• TASK GOAL
Copy each line below exactly and leave the pictures out.

===== EXCERPTED RECORDS =====

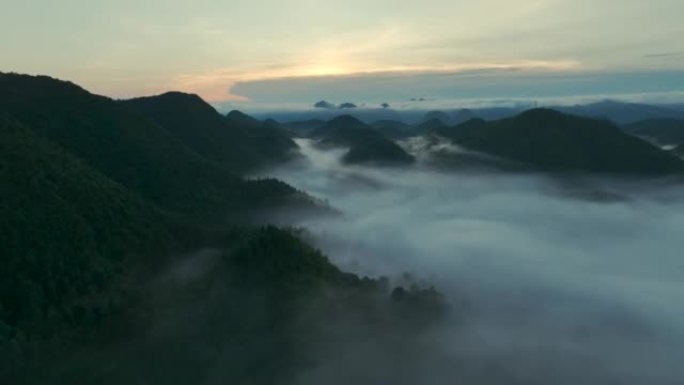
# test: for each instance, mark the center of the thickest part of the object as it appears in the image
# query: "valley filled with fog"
(563, 280)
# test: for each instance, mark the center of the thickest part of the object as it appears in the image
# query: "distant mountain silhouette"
(437, 115)
(364, 142)
(621, 112)
(101, 201)
(659, 131)
(235, 141)
(393, 129)
(552, 140)
(133, 149)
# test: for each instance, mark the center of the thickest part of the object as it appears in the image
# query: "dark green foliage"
(552, 140)
(258, 313)
(97, 199)
(365, 143)
(238, 142)
(65, 232)
(134, 151)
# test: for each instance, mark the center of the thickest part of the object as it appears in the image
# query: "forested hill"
(100, 199)
(133, 150)
(551, 140)
(240, 145)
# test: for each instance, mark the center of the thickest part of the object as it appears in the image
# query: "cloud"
(547, 286)
(664, 55)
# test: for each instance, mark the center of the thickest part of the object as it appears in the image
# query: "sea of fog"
(547, 284)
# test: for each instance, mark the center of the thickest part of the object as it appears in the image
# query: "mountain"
(621, 112)
(662, 132)
(437, 115)
(132, 149)
(237, 141)
(67, 232)
(124, 259)
(552, 140)
(393, 129)
(366, 145)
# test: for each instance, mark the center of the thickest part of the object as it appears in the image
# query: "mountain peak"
(240, 117)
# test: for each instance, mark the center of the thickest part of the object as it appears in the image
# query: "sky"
(282, 52)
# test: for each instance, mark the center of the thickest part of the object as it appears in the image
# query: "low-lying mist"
(548, 283)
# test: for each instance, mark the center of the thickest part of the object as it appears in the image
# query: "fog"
(548, 284)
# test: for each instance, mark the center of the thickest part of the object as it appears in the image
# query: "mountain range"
(99, 198)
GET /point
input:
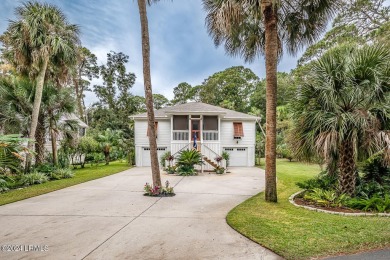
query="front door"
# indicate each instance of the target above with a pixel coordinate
(195, 130)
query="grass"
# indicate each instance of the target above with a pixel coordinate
(81, 175)
(296, 233)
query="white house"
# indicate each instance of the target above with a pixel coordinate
(216, 130)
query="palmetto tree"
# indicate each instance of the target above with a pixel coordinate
(343, 109)
(250, 28)
(148, 90)
(39, 37)
(16, 104)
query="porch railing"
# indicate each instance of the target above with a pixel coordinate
(180, 135)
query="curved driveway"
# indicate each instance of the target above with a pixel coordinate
(109, 218)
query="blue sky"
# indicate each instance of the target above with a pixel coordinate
(181, 50)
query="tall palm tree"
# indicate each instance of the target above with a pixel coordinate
(41, 35)
(251, 28)
(342, 109)
(16, 104)
(148, 90)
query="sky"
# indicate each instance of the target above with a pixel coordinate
(181, 49)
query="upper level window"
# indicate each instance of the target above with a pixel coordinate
(238, 130)
(155, 129)
(210, 123)
(180, 122)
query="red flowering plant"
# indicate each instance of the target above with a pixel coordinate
(158, 191)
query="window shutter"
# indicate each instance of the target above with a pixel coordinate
(238, 129)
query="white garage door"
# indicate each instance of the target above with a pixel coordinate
(146, 154)
(238, 156)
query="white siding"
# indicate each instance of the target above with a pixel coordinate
(142, 140)
(247, 141)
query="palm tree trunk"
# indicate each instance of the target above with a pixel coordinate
(40, 137)
(347, 176)
(148, 92)
(37, 104)
(53, 142)
(79, 98)
(271, 60)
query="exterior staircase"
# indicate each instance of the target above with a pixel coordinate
(212, 163)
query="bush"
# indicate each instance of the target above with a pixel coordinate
(372, 204)
(33, 178)
(219, 170)
(3, 185)
(374, 169)
(158, 191)
(323, 181)
(328, 198)
(170, 169)
(58, 174)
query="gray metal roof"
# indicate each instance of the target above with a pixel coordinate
(193, 108)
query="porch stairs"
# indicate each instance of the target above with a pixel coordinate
(212, 163)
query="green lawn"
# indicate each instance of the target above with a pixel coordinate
(296, 233)
(81, 175)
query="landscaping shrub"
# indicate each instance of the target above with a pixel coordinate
(33, 178)
(327, 198)
(3, 185)
(158, 191)
(375, 203)
(323, 181)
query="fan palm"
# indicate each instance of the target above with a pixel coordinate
(16, 104)
(250, 28)
(343, 109)
(148, 90)
(40, 37)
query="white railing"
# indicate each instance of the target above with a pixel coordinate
(210, 135)
(180, 135)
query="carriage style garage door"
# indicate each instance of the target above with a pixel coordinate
(238, 156)
(146, 154)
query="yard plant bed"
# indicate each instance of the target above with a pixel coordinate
(308, 203)
(298, 233)
(81, 175)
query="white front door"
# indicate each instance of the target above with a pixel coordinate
(146, 155)
(238, 156)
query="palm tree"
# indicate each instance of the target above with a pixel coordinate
(16, 104)
(148, 90)
(40, 36)
(251, 28)
(342, 109)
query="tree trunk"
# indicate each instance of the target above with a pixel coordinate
(347, 176)
(271, 60)
(79, 98)
(37, 104)
(148, 92)
(107, 157)
(40, 137)
(53, 142)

=====

• ANSWER AREA
# test: for each instance, mark the center of the thickest part of the object as it appears in the image
# query: "valley filled with fog"
(563, 280)
# test: for each instance, mark the center of the thickest part of the object as it appears in the image
# query: "distant mountain silhouette"
(437, 115)
(364, 142)
(621, 112)
(101, 201)
(659, 131)
(235, 141)
(393, 129)
(552, 140)
(133, 149)
# test: for each instance, mark the center of the thickest part of the object as it appears in the image
# query: "dark green foliage"
(552, 140)
(258, 313)
(97, 199)
(365, 143)
(238, 142)
(65, 232)
(134, 151)
# test: for each instance, mark the center of the thickest part of the object as it appears in the image
# query: "forested hill"
(100, 199)
(133, 150)
(551, 140)
(240, 145)
# test: for each instance, mark the center of the thickest part of the object as it appears in the image
# query: "cloud"
(547, 286)
(664, 55)
# test: for each instance, mark the center of the thickest part of the object as it appears in the image
# query: "sea of fog"
(547, 284)
# test: for each instance, mark the center of the thickest part of the object as it appears in the image
# query: "mountain"
(621, 112)
(662, 132)
(437, 115)
(132, 149)
(237, 141)
(67, 232)
(124, 259)
(552, 140)
(393, 129)
(366, 145)
# test: for each instance, mark the center of the thickest part of the object as it appears in the image
# query: "mountain peak"
(240, 117)
# test: for each instance, mark the center of the thickest part of the object as it appears in the image
# query: "sky"
(282, 52)
# test: for each instance, mark the center of the thickest part of the object as it appears in the image
# query: "low-lying mist"
(548, 283)
# test: for each instance, mark the center of the thickest part of the object as it appears in the image
# query: "fog"
(548, 284)
# test: for each instance, mark the center of the thickest part of the object as it appears in the image
# query: "mountain range"
(99, 198)
GET /point
input:
query="front door"
# indicate each instance of the target above with a pixel coordinate
(195, 130)
query="grass"
# indicate each instance of the target above with a pixel coordinate
(81, 175)
(296, 233)
query="white house"
# indicate each instance of the target above with a pixel coordinate
(216, 130)
query="palmetto tree"
# indicate each instance of the target above with a pixel coordinate
(343, 109)
(250, 28)
(148, 90)
(39, 37)
(16, 104)
query="porch railing"
# indicate each instance of the target above with a pixel coordinate
(180, 135)
query="curved driveway"
# indicate each instance of the target above with a pixel coordinate
(109, 218)
query="blue sky"
# indicate each instance of the target above with a pixel coordinate
(181, 50)
query="tall palm tree"
# indicate each instance of the target above with a pixel coordinate
(41, 35)
(251, 28)
(342, 109)
(16, 104)
(148, 90)
query="sky"
# indicate each instance of the target above with a pixel coordinate
(181, 49)
query="upper level window"
# indicate each instance of the target above with a pixel coordinate
(238, 130)
(155, 129)
(210, 123)
(180, 122)
query="red flowering plant"
# indicate each instance of the target above with a pixel coordinate
(158, 191)
query="window shutter"
# indicate each instance of the target above with a pixel coordinate
(238, 129)
query="white garage door"
# indicate each instance of the target above with a pixel coordinate
(146, 154)
(238, 156)
query="white siding"
# indicate each instance of the target above with a pixel coordinate
(142, 140)
(247, 141)
query="palm tree trunk"
# indicate each instance of the target above with a pixel coordinate
(40, 137)
(347, 176)
(148, 92)
(37, 104)
(53, 142)
(79, 98)
(271, 60)
query="exterior staircase"
# indicate each instance of the target above with a pixel coordinate
(212, 163)
query="bush"
# indicate each instance of the target above with a pixel coordinate
(372, 204)
(33, 178)
(219, 170)
(3, 185)
(374, 169)
(158, 191)
(323, 181)
(328, 198)
(170, 169)
(58, 174)
query="gray metal roof"
# indicate each instance of the target above with a pixel coordinate
(193, 108)
query="porch stairs"
# indicate each instance of the target above with a pixel coordinate
(212, 163)
query="green lawn"
# indicate each instance of the target above with a pixel coordinate
(296, 233)
(81, 175)
query="landscaping shrub"
# indicate each instance of the target above with a pixel coordinate
(33, 178)
(327, 198)
(3, 185)
(158, 191)
(375, 203)
(323, 181)
query="fan palm"
# indicate each instance of the target above with a pixel coordinate
(16, 104)
(250, 28)
(343, 109)
(148, 90)
(40, 37)
query="white railing"
# indicate each instance of the target above with a pixel coordinate
(210, 135)
(180, 135)
query="carriage style garage door"
# indicate each instance of the target above with a pixel coordinate
(238, 156)
(146, 154)
query="yard plant bed"
# indicate each instance of the target above with a pixel coordinate
(308, 203)
(298, 233)
(81, 175)
query="white front door"
# indicate each instance of the target above with a pixel coordinate
(146, 155)
(238, 156)
query="palm tree"
# indicate each instance of the target above with a pixel coordinate
(16, 104)
(148, 90)
(40, 36)
(251, 28)
(342, 109)
query="tree trunk"
# indicate each instance of the target above with a pixel coordinate
(347, 176)
(271, 60)
(79, 98)
(37, 104)
(148, 92)
(107, 157)
(40, 137)
(53, 142)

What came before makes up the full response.